Work required:
Nothing in the data below may be left out; return all of it exactly.

Records supplied:
----------------------------------------
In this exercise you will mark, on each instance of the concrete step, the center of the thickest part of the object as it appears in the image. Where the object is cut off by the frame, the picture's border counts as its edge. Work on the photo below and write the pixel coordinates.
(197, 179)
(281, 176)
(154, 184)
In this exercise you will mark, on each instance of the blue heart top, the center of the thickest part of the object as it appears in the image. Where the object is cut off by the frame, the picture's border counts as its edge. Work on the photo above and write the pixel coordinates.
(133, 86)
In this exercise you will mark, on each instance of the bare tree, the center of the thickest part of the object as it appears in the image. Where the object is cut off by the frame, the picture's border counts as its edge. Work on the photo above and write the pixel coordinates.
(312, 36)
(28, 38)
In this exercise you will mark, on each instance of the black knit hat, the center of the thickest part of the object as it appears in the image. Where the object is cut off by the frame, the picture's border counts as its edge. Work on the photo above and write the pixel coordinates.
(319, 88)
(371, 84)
----------------------------------------
Answer area:
In this exercise you will mark, on each instance of the concrete step, the center of the thickest part of the object as it appears in the image. Where the object is cut off by the frame, the picture's border counts as its edge. Work on the photo below and write the pixel coordinates.
(197, 179)
(281, 176)
(154, 184)
In this exercise you will mark, on each instance of the blue heart top, the center of the thickest part of the object as it appears in the image. Where the object is cut off by the frame, the picture's border counts as its edge. Work on the photo above and write the pixel coordinates.
(133, 86)
In this exercise you will mark, on each instance of the bare tree, the center of the thickest part of the object as it appears in the image. Where the object is cut off by the frame, the picture's border counts as its edge. Work on the photo above and write the pixel coordinates.
(312, 36)
(28, 38)
In this exercise you will mark, on each instance of the black knit hat, the center of the thickest part of the object as it appears in the image. Where the object is cut off by the frame, the picture's border counts as its edge. Work on the photo above and write the pixel coordinates.
(319, 88)
(371, 84)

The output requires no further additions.